INSTRUCCIONES DE TAREAS ▸
a – Indica si cada afirmación coincide con el fragmento sobre la nota de prensa: (i) el narrador se consideraba un activista político; (ii) la Asociación Nacional de Comerciantes Puertorriqueños aportó 500 dólares; (iii) Jimmy Rodríguez había jugado en las Grandes Ligas. Responde sí o no en cada caso y cita textualmente las palabras que lo deciden.
b – Continúa el fragmento sobre la nota de prensa desde su última oración.

FRAGMENTO DE TEXTO ▸
____________

No me consideraba entonces, ni ahora, un activista político, no militaba en ninguna organización, me interesaba más la prosperidad de mi negocio vinculado a los deportes (Pabón’s Latino Sports Ventures, Inc.); pero sentí herido mi orgullo como latino, e impulsado por ese sentimiento nació la idea de escribir una nota de prensa denunciando a Giuliani y defendiendo a Fidel.
Alguien me sugirió recabar el apoyo de la Asociación Nacional de Comerciantes Puertorriqueños de la que yo formaba parte. Lo consigo. Ellos aceptan que hablara en su nombre y aportan 500 dólares para preparar “algo”. Jimmy Rodríguez, expelotero de las Grandes Ligas, tenía el restaurante más famoso de entonces (Jimmy’s Bronx Café), y lo pone a nuestra disposición. El congresista demócrata José Serrano, con quien había trabajado como asesor y jefe de prensa, se nos suma y su nombre también aparece entre los firmantes.
“Si usted quiere cenar venga al condado de la salsa, al Bronx, donde la comunidad puertorriqueña le recibirá con los brazos abiertos”. Con esa frase cerramos la nota de prensa.
“Eso no va a suceder, ¿ verdad?”, me preguntaba asustado Jimmy. En realidad ninguno de nosotros pensamos que Fidel la leería y menos que nos tomaría la palabra.

____________

Registros del conjunto de datos sobre la ubicación de objetos ▸
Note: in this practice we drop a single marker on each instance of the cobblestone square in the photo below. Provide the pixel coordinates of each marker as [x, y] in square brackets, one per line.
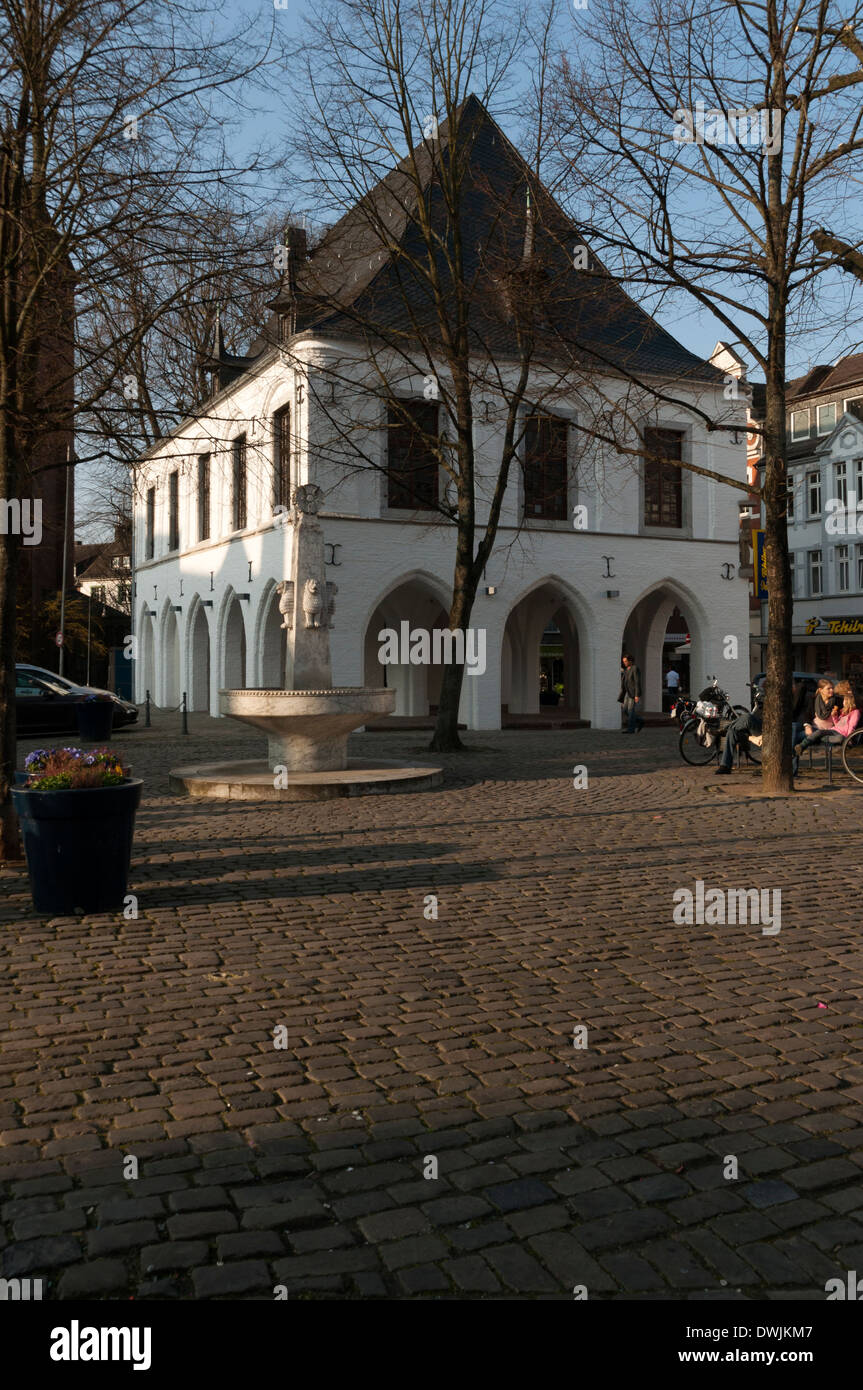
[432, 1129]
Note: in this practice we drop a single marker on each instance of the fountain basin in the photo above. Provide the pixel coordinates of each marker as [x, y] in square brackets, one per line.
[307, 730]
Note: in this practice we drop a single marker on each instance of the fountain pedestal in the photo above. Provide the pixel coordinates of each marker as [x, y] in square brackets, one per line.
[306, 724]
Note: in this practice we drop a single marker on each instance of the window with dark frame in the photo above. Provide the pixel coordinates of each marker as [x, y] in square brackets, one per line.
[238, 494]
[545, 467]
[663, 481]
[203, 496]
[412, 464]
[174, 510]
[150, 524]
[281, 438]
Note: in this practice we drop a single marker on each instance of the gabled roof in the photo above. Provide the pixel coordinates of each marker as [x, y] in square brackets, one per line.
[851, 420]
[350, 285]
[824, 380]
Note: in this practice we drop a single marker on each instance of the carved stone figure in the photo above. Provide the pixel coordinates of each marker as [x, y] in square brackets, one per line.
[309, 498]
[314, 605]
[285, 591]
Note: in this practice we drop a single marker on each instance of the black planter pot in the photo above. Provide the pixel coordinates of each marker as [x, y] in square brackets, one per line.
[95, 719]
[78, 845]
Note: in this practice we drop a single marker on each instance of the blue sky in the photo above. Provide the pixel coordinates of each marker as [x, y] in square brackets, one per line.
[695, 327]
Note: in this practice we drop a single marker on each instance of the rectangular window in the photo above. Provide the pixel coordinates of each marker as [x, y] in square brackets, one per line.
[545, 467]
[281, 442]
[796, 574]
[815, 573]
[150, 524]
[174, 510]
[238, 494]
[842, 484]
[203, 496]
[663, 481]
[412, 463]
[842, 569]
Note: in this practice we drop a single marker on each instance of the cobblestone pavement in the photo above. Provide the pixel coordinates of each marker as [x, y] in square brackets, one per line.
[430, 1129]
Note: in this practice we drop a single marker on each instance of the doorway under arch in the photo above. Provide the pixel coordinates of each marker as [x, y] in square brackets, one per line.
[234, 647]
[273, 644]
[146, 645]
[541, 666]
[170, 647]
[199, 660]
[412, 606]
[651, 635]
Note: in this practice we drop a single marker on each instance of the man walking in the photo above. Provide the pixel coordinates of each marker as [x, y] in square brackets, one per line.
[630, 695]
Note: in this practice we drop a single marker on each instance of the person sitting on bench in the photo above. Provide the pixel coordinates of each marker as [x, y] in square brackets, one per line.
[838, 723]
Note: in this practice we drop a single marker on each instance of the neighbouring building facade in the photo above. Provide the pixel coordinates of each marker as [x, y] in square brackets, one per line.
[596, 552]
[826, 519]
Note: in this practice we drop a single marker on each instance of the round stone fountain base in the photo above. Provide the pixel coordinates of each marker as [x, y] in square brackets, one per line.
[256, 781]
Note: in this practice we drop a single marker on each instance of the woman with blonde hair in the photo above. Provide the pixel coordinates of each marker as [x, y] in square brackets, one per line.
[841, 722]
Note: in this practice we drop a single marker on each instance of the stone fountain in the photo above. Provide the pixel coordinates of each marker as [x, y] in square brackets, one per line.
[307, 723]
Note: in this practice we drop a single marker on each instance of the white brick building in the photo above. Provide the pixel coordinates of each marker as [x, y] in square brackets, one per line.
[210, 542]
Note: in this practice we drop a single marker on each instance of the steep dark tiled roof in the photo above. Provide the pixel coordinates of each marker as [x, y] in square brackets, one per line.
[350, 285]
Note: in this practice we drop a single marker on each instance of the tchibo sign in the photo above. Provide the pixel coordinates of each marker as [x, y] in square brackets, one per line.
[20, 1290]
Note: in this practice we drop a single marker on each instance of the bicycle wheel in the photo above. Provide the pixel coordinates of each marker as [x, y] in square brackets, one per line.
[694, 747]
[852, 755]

____________

RESPUESTAS DADAS ▸
a –
(i) No: «No me consideraba entonces, ni ahora, un activista político».
(ii) Sí: «aportan 500 dólares para preparar “algo”».
(iii) Sí: «expelotero de las Grandes Ligas».

b –
“Esto es como ganarme un Nobel, estaremos con ellos”, contaron que dijo y ahí comenzó una comedia de horror que, gracias a Dios, tuvo un final feliz. Para entonces ya era sábado 20 de octubre y el evento tendría lugar el lunes 23. Solo tres días.
La noticia se regó rápido y la gente empezó a llamarme, todos querían participar. Si no cierro la lista hubiéramos tenido que hacer la cena en el Yankee Stadium. Finalmente entraron 400 personas, y el servicio de bomberos me advirtió: “Uno más y te suspendo el evento”. Pero quien verdaderamente me hizo la vida miserable fue el servicio secreto de EE.UU. Me citaron a un encuentro y enseguida recordé aquello de que, cuando no se confía, lo mejor es verse en un lugar tan público como puede serlo un concurrido restaurante de Manhattan. Los agentes eran tres. Primero trataron de persuadirme, luego me presionaron.
Querían que suspendiera el evento o lo cambiara de sede, “por razones de seguridad”, alegaban. Quizás no les faltaba razón, el Bronx es el distrito más pobre de los cinco que integran Nueva York, y especialmente el sur podía ser peligroso, pero ese es mi barrio, allí me sentía con el control total de la situación.
Finalmente se dieron cuenta de que no cedería, y fue cuando me entregaron un pliego de condiciones “innegociables”, entre estas pedían la lista de los invitados, la cual ese día aún estaba inconclusa.
Pronto tuvo lugar otra cita, esta vez con la seguridad cubana. Fue más fácil, no trataron de convencerme de nada, solo pidieron copia de todo lo que debía entregar a sus colegas estadounidenses.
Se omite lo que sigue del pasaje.